What you will do ->
1. Name every video game title mentioned in the F.E.A.R. commentary.
2. Reproduce the part of the F.E.A.R. commentary starting at "The game is" and ending at "a bit disorienting.".

Passage provided ->
[START]
The game is also notably more ambitious than the original F.E.A.R. campaign is with its visual effects during spooking sequences. (Unlike Perseus Mandate, which largely avoided spooking sequences entirely, and when it did use them was largely fairly uncreative and uninteresting. The shadow water creatures were something of an exception, I suppose, but it's telling I completely forgot to mention them in the Perseus Mandate post itself) They don't all work, but then most of the ones in the original F.E.A.R. don't work particularly well either, so TimeGate isn't really dropping the ball here. If anything they've got a higher ratio of successes! I especially like the twist-y messing-with-gravity sequences, both in terms of them being technically impressive and in terms of them being genuinely a bit disorienting.

You might notice I didn't really talk about the gameplay of Extraction Point. That's because it's solid but largely not exceptional or particularly new. There's a few odd missteps, such as the very strange decision to make a new, even higher tier of mecha enemy, have you fight two of them in a row when you're like 80% of the way through the game as your introduction to them, and then never show up again (Shouldn't these have been the final boss or something?), and I will never get over the absurdity of the Laser weapon having visible travel time in slow-mo, but for the most part the gameplay is pretty much 'more F.E.A.R.' I do like the new minigun-wielding armored enemy with a shield, though. They're a legit cool enemy, and I like that F.3.A.R. did a similar riot shield enemy. (Though one with a substantially downgraded weapon)
[END]
[Position annotation records]
[START]
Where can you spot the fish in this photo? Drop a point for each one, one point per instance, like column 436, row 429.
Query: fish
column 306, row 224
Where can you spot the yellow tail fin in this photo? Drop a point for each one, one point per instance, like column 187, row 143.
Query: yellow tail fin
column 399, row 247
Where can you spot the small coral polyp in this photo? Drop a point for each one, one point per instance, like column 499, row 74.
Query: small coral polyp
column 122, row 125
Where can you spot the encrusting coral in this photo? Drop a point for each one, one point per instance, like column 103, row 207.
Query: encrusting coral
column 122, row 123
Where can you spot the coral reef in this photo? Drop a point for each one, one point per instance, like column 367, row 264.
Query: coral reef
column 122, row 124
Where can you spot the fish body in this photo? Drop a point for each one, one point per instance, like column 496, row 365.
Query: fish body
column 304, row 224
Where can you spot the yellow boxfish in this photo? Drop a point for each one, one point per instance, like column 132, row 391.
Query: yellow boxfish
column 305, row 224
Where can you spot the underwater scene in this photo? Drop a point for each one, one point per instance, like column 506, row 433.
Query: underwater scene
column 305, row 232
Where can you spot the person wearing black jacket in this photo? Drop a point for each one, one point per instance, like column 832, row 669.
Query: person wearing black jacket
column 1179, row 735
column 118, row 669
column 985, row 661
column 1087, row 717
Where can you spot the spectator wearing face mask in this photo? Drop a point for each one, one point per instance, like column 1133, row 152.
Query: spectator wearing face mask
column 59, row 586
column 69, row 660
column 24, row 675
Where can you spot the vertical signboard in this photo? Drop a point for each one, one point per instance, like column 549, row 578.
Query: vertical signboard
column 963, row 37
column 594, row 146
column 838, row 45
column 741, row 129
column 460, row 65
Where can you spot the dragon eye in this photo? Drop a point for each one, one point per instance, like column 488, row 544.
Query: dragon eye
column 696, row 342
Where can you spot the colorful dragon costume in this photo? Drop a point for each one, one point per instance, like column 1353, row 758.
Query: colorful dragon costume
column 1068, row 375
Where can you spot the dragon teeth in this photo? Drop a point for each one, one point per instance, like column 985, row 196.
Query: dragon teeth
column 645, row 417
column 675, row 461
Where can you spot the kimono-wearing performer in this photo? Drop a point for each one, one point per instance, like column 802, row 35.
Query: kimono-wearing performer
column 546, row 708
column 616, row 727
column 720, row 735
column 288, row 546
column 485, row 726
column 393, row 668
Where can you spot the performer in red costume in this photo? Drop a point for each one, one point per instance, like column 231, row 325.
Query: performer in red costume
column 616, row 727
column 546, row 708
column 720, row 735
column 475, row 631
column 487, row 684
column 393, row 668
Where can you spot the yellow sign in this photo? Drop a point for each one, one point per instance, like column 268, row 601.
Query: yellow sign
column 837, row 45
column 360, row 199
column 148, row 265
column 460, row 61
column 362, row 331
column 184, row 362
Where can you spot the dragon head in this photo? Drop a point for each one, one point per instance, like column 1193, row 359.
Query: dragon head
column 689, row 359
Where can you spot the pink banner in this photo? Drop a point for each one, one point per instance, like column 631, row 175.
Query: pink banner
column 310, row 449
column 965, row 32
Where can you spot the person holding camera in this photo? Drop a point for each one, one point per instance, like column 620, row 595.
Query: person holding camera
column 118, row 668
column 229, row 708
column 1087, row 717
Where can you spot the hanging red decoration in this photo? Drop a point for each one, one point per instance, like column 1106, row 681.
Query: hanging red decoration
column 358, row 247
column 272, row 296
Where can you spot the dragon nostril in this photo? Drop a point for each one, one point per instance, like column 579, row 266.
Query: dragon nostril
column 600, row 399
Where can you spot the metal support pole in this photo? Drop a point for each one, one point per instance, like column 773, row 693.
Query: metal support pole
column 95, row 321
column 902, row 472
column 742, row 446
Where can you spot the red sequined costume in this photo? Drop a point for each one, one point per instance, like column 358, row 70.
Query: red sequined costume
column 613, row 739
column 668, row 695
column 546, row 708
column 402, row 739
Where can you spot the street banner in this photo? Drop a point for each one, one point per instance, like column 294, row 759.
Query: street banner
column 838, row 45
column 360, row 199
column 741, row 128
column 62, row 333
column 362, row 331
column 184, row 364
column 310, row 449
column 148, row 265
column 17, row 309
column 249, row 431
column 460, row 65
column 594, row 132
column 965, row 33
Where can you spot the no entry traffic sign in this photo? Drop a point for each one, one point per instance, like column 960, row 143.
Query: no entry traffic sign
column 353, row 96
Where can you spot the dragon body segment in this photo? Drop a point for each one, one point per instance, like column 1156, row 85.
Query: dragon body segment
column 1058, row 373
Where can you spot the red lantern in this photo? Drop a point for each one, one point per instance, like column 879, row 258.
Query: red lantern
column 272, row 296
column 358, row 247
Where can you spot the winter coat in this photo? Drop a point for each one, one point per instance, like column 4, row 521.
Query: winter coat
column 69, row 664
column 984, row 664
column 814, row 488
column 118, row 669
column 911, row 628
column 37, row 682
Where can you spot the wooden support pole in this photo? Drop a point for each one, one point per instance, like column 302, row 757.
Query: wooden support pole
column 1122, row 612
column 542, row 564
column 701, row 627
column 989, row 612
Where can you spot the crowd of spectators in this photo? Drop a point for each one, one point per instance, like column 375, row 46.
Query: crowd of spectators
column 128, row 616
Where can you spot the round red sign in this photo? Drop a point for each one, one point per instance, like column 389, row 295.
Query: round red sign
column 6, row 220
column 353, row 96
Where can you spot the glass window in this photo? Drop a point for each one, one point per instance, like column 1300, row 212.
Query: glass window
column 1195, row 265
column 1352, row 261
[END]
List of solutions ->
1. F.E.A.R., Perseus Mandate, Extraction Point, F.3.A.R.

2.
The game is also notably more ambitious than the original F.E.A.R. campaign is with its visual effects during spooking sequences. (Unlike Perseus Mandate, which largely avoided spooking sequences entirely, and when it did use them was largely fairly uncreative and uninteresting. The shadow water creatures were something of an exception, I suppose, but it's telling I completely forgot to mention them in the Perseus Mandate post itself) They don't all work, but then most of the ones in the original F.E.A.R. don't work particularly well either, so TimeGate isn't really dropping the ball here. If anything they've got a higher ratio of successes! I especially like the twist-y messing-with-gravity sequences, both in terms of them being technically impressive and in terms of them being genuinely a bit disorienting.